■ STATED TASK ■
Write each line out exactly, leaving none out.

[Labeled-object pointing entries]
:::::

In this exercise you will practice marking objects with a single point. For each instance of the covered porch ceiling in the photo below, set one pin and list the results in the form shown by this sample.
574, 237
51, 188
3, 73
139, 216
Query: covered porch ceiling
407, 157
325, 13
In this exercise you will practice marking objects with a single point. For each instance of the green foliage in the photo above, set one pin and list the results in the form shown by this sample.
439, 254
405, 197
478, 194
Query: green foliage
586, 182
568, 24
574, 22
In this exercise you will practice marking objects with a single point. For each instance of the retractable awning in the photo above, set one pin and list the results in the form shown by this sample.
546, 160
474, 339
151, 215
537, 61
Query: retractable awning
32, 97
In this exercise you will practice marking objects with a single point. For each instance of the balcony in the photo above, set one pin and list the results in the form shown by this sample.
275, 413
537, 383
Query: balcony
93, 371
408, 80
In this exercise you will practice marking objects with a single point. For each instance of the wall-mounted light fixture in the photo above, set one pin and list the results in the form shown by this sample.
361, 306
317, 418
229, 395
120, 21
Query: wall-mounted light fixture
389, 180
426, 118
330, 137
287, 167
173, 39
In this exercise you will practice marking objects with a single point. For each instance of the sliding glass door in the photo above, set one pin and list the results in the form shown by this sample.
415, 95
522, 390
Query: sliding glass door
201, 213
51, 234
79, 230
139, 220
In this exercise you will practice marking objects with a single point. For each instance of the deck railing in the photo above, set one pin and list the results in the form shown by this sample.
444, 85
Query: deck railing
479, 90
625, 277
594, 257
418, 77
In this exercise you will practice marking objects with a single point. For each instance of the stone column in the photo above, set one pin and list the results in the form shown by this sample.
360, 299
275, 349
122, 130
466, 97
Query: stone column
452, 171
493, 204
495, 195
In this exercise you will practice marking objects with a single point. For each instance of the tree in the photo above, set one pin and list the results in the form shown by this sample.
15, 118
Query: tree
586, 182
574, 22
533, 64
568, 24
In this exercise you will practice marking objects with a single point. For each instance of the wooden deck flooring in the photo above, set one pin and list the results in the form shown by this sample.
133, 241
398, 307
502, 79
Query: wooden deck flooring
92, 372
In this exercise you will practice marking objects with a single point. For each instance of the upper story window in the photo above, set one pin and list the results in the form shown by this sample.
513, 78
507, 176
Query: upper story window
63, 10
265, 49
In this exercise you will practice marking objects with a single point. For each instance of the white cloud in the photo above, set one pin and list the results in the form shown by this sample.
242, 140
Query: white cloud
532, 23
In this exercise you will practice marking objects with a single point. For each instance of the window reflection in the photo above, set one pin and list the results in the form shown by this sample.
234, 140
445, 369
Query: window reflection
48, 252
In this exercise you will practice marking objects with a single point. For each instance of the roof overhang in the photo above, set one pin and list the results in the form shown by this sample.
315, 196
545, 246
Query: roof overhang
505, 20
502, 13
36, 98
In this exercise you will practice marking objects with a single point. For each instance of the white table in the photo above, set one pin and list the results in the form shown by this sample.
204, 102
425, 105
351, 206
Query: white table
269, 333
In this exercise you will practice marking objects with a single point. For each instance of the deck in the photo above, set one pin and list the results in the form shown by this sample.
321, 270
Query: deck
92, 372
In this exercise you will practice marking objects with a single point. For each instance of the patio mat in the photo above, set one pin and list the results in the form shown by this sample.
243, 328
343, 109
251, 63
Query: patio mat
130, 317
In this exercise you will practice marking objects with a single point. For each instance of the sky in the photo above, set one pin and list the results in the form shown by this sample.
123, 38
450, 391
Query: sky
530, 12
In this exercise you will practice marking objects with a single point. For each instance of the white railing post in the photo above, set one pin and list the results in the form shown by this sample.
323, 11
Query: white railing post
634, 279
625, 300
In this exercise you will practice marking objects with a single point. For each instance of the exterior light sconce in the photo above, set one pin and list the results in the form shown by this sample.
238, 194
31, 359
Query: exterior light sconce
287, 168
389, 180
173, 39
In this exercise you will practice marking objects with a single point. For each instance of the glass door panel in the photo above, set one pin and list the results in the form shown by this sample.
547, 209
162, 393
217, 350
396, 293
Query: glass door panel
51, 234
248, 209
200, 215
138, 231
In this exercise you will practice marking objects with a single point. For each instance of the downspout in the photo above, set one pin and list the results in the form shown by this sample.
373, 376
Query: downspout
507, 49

:::::

■ FINAL RESULT ■
In this exercise you will practice marking objects with a single point. For each instance of the covered porch ceiling in the photo below, set one pin and list the results in the form shown by this sample.
574, 237
51, 188
3, 73
139, 216
Query: covered porch ceiling
407, 157
325, 13
In this exercise you will practice marking objects with a single point. For each instance of the green foliage in the photo above, set one pin and list the results in the form shown by this sample.
439, 254
405, 197
478, 194
Query: green foliage
586, 182
568, 24
574, 22
In this exercise you will practice marking objects with a single point. For each instance of the retractable awning in the photo above, set one pin and list the results in the form shown by this sample.
546, 160
474, 339
151, 215
537, 61
Query: retractable awning
32, 97
In this exercise you will practice marking objects with a single point. For each instance of the balcony in the photo above, set one pin and list the results in the form shown by this sample.
275, 413
537, 383
Query: balcony
93, 371
408, 80
In this exercise you will practice marking objects with a single point. For each instance of the wall-mounted light fixture in the photo above, set one pin and list the results in the form shown by this sample.
361, 306
317, 418
229, 395
120, 21
Query: wall-mounted light fixture
389, 180
426, 118
330, 137
287, 167
173, 39
In this exercise you will practice marking objects with a single point. For each instance of the sliding glass door in the photo above, set one pin and list the results in the form shown by this sample.
415, 95
522, 390
Query: sliding glass door
201, 213
51, 234
79, 230
139, 220
In this exercise you will practice marking objects with a single point. For each instance of the deck railing in the photo above, set one pin and list the results in the form shown by this sample.
444, 85
Query: deck railing
479, 90
625, 277
594, 257
418, 77
In this exercise you will practice marking objects with a single point. For each instance of the stone column in the photo above, set one pin and list the results in the form shown by this sample.
360, 299
275, 349
122, 130
466, 97
Query: stone column
452, 171
493, 204
495, 195
In this exercise you will practice marking objects with a single point. For each instance of the tree in the photo above, set one pin and list the results in the form shown by this sample.
15, 118
Query: tree
586, 182
574, 22
533, 64
568, 24
In this exercise you will practice marking objects with a single point. For each instance of the wooden deck flooring in the photo above, set one pin and list the results in the form shown by this sample.
133, 241
398, 307
502, 79
Query: wooden deck flooring
92, 372
In this exercise you will practice marking objects with a single point. For each instance of the upper story window in the photo above, set one pin and list the results in the form shown by this sample.
513, 78
507, 176
Query: upper story window
63, 10
265, 49
In this exercise you will practice marking objects with a single point. For each instance of the white cloud in the photo above, set one pin and list the results in the form shown by this sample.
242, 140
Query: white cloud
532, 23
In this exercise you will practice marking objects with a single point. For each instance of the window reflection in the photo above, set one pin and list the results in the form shown by this sample.
234, 140
445, 369
Query: window reflection
48, 252
In this exercise you will practice marking objects with a single point. For each instance of the roof overhang in the photo above, set one pin and list the results in the form shown by this sample.
315, 196
545, 246
Query: roof overhang
505, 20
502, 13
36, 98
In this exercise you will practice marking objects with a single point. For each instance of the white table in the photo above, set one pin and list the results in the form shown by this sample.
204, 102
425, 105
351, 206
Query: white table
269, 333
In this exercise you will practice marking objects with a single point. For each instance of the deck in the photo above, set one pin and list the results in the form shown by this sample.
321, 270
Query: deck
92, 372
In this exercise you will practice marking objects with a single point. For each instance of the patio mat in the photo above, set one pin and list the results in the form shown by this sample.
243, 328
343, 109
251, 63
Query: patio mat
130, 317
In this exercise you will practice marking objects with a single point. For each instance of the sky in the photo above, set one pin and list the results in the form shown by this sample.
123, 38
450, 391
Query: sky
530, 12
In this exercise you will practice marking objects with a single point. For each instance of the white railing post in the photo above, set one pin and list the results in the form shown by this sample.
323, 11
Query: white railing post
634, 279
625, 300
In this exercise you will practice marking objects with a single point. For each instance of the exterior light sconce in the photo above, set one pin and list the results in the form shown by this sample.
238, 194
31, 359
Query: exterior light sconce
287, 168
389, 180
173, 39
In this exercise you will practice marking objects with a single point. For each instance of the glass door panel in the photo above, set one pin and list the results in the form shown by this sample.
547, 209
162, 393
217, 350
396, 293
Query: glass door panel
51, 234
248, 209
200, 215
138, 231
In this exercise you will practice marking objects with a single point. For each instance of the downspout in the photo above, set one pin and list the results in the form shown by this sample.
373, 376
Query: downspout
507, 49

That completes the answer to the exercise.